# To be done:
Select every line in the records below that contains the word "mask" and copy each one out.

(Data items)
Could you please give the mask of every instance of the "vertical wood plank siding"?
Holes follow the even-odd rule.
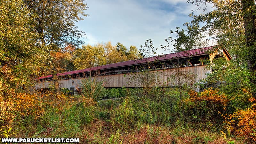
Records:
[[[181,67],[180,68],[181,83],[193,83],[206,77],[206,74],[210,72],[206,68],[207,65]],[[178,85],[178,68],[149,71],[147,74],[148,78],[153,78],[154,82],[151,86],[177,86]],[[92,77],[99,81],[103,81],[106,88],[134,87],[141,87],[141,79],[145,74],[143,72],[116,74]],[[145,72],[144,72],[145,73]],[[76,89],[81,87],[81,82],[84,78],[62,80],[60,81],[60,87]],[[52,85],[51,81],[39,82],[36,84],[36,89],[49,88]]]

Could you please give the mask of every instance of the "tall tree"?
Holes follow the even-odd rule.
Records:
[[[127,52],[127,58],[128,60],[132,60],[142,58],[142,56],[137,48],[134,45],[131,45],[129,51]]]
[[[34,19],[35,28],[40,34],[39,46],[44,50],[47,63],[52,75],[55,92],[60,95],[57,71],[51,53],[58,52],[69,44],[76,45],[81,43],[79,38],[81,31],[75,23],[83,20],[81,16],[88,7],[84,0],[24,0]]]
[[[0,1],[0,95],[29,82],[39,49],[32,15],[22,0]]]
[[[83,45],[74,52],[74,64],[77,69],[101,66],[106,64],[103,45],[98,44],[94,46]]]

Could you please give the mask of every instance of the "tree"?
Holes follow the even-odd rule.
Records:
[[[188,2],[201,5],[211,3],[215,9],[204,14],[196,15],[194,20],[186,24],[192,26],[206,22],[200,30],[207,32],[236,58],[240,66],[246,65],[252,72],[251,82],[256,85],[256,8],[253,0],[238,1],[189,0]],[[204,10],[206,7],[204,8]],[[255,96],[256,90],[253,90]]]
[[[36,68],[38,35],[29,12],[21,0],[0,1],[0,95],[28,84]]]
[[[127,52],[127,58],[128,60],[132,60],[142,58],[141,54],[137,48],[134,45],[131,45],[129,51]]]
[[[84,0],[24,0],[30,14],[35,15],[35,28],[40,35],[38,46],[44,49],[52,75],[55,92],[60,94],[56,66],[52,56],[68,44],[78,45],[82,36],[75,23],[87,16],[84,11],[88,8]]]
[[[105,50],[101,44],[93,46],[84,45],[74,52],[74,65],[77,69],[81,69],[105,65],[107,62],[105,55]]]
[[[172,44],[175,47],[175,52],[191,50],[206,45],[207,41],[203,40],[205,36],[198,30],[199,28],[198,25],[188,26],[186,30],[183,29],[180,30],[179,27],[176,28],[175,32],[177,38],[173,39],[175,43]],[[171,30],[171,34],[173,33]],[[172,39],[171,37],[170,40]]]

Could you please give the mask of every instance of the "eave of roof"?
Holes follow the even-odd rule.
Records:
[[[195,56],[209,54],[212,51],[213,46],[200,48],[188,51],[180,52],[178,52],[170,53],[159,56],[145,58],[141,60],[134,60],[117,63],[108,64],[98,67],[94,67],[85,69],[76,70],[74,71],[65,72],[57,74],[57,76],[66,76],[75,74],[78,74],[96,70],[104,70],[108,68],[114,68],[140,64],[146,63],[147,62],[153,62],[155,60],[162,61],[165,60],[175,59],[177,58],[185,58],[191,56]],[[39,77],[37,79],[43,79],[52,77],[52,75]]]

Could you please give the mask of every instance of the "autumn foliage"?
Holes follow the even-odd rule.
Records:
[[[254,98],[249,100],[254,103],[251,107],[229,115],[225,122],[236,135],[252,143],[256,141],[256,103]]]
[[[192,115],[207,121],[221,118],[220,113],[224,113],[229,100],[223,93],[217,89],[210,88],[198,93],[193,91],[188,93],[189,98],[185,100]]]

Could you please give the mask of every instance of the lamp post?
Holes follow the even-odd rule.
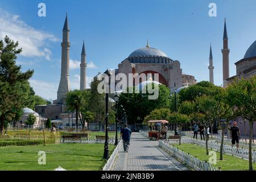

# The completed task:
Could you please give the mask of every instance of the "vertical wood plank siding"?
Could you please give the mask of every instance of the "tall tree"?
Could you please give the mask of every instance of the "tree"?
Could you please give the mask of every instance of the "eave of roof"?
Could you please give the mask of every instance of the "autumn foliage"?
Could you please give the mask of every instance of the lamp post?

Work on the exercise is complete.